An arbitrator is not liable to be sued for want of skill or for negligence in conducting the arbitration (Pappa v. Rose, 1872, L.R. 7 C.P. 525). When a building contract provides that a certificate of the architect, showing the final balance due to the contractor, shall be conclusive evidence of the works having been duly completed, the architect occupies the position of an arbitrator, and enjoys the same immunity from liability for negligence in the discharge of his functions (Chambers v. Goldthorpe, 1901, 1 Q.B. 624). An arbitrator cannot be compelled to act unless he is a party to the submission.

An arbitrator (and the following observations apply mutatis mutandis to an umpire after he has entered on his duties) has power to administer oaths to, or take the affirmations of, the parties and their witnesses; and any person who wilfully and corruptly gives false evidence before him may be prosecuted and punished for perjury (Arbitration Act 1889, sched. i. and s. 22). At any stage in the reference he may, and shall if he be required by the court, state in the form of a special case for the opinion of the court any question of law arising in the arbitration. The arbitrator may also state his award in whole or in part as a special case (ib. s. 19), and may correct in an award any clerical mistake or error arising from an accidental slip or omission. The costs of the reference and the award—which, under sched. i. of the act, must be in writing, unless the submission otherwise provides—are in the arbitrator’s discretion, and he has a lien on the award and the submission for his fees, for which—if there is an express or implied promise to pay them—he can also sue (Crampton v. Ridley, 1887, 20 Q.B.D. 48). An arbitrator or umpire ought not, however, to state his award in such a way as to deprive the parties of their right to challenge the amount charged by him for his services; and accordingly where an umpire fixed for his award a lump sum as costs, including therein his own and the arbitrators’ fees, the award was remitted back to him to state how much he allotted to himself and how much to the arbitrators (in Re Gilbert v. Wright, 1904, 20 Times L.R. 164). But in the absence of evidence to show that the fees charged by arbitrators or umpire are extortionate, or unfair and unreasonable, the courts will not interfere with them (Llandrindod Wells Water Co. v. Hawksley, 1904, 20 Times L.R. 241).

If there is no express provision on the point in the submission, an award under the Arbitration Act 1889 must be made within three months after the arbitrator has entered on the reference, or been called upon to act by notice in writing from any party to the submission. The time may, however, be extended by the arbitrator or by the court. An umpire is required to make his award within one month after the original or extended time appointed for making the award of the arbitrators has expired, or any later day to which he may enlarge it. The court may by order remit an award to the arbitrators or umpire for reconsideration, in which case the reconsidered award must be made within three months after the date of the order.

An award must be intra vires: it must dispose of all the points referred; and it must be final, except as regards certain matters of valuation, &c. (see in Re Stringer and Riley Brothers, 1901, 1 K.B. 105). An award may, however, be set aside where the arbitrator has misconducted himself (an arbitrator may also be removed by the court on the ground of misconduct), or where it is ultra vires, or lacks any of the other requisites—above mentioned—of a valid award, or where the arbitrator has been wilfully deceived by one of the parties, or some such state of things exists. An award may, by leave of the court, be enforced in the same manner as a judgment or decree to the same effect. Under the Revenue Act 1906, s. 9, a uniform duty of ten shillings is payable on awards in England or Ireland, and on decreets arbitral in Scotland.

#####

**Requirement 1**
Render the entries from the line containing "of the gray" through the last line of the entries as a numbered list, omitting any blank lines.
The arbitration passage and the entries that follow it are unrelated.

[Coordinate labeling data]
#####

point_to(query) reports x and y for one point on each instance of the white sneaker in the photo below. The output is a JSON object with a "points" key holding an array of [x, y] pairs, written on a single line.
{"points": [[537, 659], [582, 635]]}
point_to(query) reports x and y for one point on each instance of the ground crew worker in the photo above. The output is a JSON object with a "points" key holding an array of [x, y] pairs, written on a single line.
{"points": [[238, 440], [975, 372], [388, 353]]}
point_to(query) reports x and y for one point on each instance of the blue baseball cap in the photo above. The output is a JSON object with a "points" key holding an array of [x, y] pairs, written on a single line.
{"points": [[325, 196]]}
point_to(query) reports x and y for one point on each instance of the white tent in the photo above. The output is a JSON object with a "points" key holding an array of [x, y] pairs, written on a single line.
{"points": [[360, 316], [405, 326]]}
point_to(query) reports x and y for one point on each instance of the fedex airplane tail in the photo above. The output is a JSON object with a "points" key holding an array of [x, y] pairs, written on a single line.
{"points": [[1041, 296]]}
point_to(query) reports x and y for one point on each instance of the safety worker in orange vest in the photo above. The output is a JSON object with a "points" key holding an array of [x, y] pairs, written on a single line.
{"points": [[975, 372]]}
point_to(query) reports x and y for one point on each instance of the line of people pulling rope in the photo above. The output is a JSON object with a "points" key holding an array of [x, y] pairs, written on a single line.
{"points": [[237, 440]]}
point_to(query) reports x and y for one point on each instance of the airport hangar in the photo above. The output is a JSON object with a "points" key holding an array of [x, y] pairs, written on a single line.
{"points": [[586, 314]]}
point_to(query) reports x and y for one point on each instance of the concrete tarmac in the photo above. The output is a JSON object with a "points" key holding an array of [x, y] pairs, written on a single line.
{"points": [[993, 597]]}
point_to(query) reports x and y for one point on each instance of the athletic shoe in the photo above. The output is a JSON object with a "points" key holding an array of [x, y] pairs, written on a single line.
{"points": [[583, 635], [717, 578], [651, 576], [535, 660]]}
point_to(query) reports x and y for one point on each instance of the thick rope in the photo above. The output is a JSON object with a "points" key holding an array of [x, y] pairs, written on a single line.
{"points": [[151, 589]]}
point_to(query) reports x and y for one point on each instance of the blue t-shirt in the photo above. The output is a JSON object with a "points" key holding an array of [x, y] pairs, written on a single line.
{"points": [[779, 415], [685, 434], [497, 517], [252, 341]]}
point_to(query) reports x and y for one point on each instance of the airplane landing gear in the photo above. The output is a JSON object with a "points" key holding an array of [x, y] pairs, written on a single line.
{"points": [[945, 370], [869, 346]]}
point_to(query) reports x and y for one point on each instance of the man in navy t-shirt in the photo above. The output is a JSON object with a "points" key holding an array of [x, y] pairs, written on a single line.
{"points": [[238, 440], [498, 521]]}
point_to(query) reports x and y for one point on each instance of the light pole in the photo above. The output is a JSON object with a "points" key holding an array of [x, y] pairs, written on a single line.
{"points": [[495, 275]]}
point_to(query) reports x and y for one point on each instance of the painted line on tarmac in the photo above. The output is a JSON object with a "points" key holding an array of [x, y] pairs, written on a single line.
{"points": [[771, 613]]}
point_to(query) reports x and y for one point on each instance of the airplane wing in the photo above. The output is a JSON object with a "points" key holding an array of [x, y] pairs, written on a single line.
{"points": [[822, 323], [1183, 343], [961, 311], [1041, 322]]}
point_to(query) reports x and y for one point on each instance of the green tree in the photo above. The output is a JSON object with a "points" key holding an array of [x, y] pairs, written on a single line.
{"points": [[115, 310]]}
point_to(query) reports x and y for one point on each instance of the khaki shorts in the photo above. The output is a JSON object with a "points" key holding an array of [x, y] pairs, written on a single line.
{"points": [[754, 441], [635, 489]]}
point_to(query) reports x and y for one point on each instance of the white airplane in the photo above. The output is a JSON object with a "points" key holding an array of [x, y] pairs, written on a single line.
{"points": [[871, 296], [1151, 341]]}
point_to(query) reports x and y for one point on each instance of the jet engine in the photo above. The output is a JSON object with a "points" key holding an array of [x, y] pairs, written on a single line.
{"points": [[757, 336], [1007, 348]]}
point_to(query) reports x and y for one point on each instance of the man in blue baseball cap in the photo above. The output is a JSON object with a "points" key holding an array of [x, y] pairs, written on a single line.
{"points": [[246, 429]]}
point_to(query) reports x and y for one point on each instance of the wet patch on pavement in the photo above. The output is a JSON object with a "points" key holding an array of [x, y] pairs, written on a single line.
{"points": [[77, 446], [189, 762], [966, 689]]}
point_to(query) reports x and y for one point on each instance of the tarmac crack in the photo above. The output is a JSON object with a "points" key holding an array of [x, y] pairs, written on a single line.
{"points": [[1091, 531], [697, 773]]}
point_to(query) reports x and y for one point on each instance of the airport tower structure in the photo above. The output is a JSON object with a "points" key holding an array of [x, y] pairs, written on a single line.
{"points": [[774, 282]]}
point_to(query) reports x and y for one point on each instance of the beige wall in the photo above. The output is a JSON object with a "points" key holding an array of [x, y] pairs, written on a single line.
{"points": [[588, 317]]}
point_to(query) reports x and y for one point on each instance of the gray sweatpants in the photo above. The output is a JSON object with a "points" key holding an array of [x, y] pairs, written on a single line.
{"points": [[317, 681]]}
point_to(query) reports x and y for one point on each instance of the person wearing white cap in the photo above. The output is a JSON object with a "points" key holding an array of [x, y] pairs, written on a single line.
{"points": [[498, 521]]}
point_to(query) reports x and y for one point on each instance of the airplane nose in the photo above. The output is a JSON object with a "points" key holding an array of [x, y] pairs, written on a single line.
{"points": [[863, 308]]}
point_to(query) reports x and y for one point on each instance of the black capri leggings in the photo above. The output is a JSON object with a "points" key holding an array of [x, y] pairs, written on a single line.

#####

**Requirement 2**
For each statement, state whether it agrees with the arbitration passage, answering yes or no and quoting the deciding words of the passage exactly. (a) An arbitrator may be sued for negligence in conducting the arbitration. (b) Absent an express provision in the submission, an award under the Arbitration Act 1889 must be made within three months after the arbitrator has entered on the reference. (c) Under the Revenue Act 1906, a duty of ten shillings is payable on awards in England.

**Right answer 1**
1. point_to(query) reports x and y for one point on each instance of the gray sweatpants in the photo above. The output is a JSON object with a "points" key holding an array of [x, y] pairs, written on a single line.
2. {"points": [[317, 681]]}
3. point_to(query) reports x and y for one point on each instance of the person wearing white cap in the photo above. The output is a JSON object with a "points" key holding an array of [x, y] pairs, written on a single line.
4. {"points": [[498, 521]]}
5. point_to(query) reports x and y for one point on each instance of the airplane nose in the photo above. The output is a JSON object with a "points" key holding an array of [x, y] pairs, written on a single line.
6. {"points": [[863, 308]]}
7. point_to(query) reports x and y for one point on each instance of the black capri leggings in the photo above. The output is a JSON object with a "points" key holding an array of [x, y] pairs, written on a single line.

**Right answer 2**
(a) No: "An arbitrator is not liable to be sued for want of skill or for negligence in conducting the arbitration"
(b) Yes: "an award under the Arbitration Act 1889 must be made within three months after the arbitrator has entered on the reference"
(c) Yes: "a uniform duty of ten shillings is payable on awards in England or Ireland"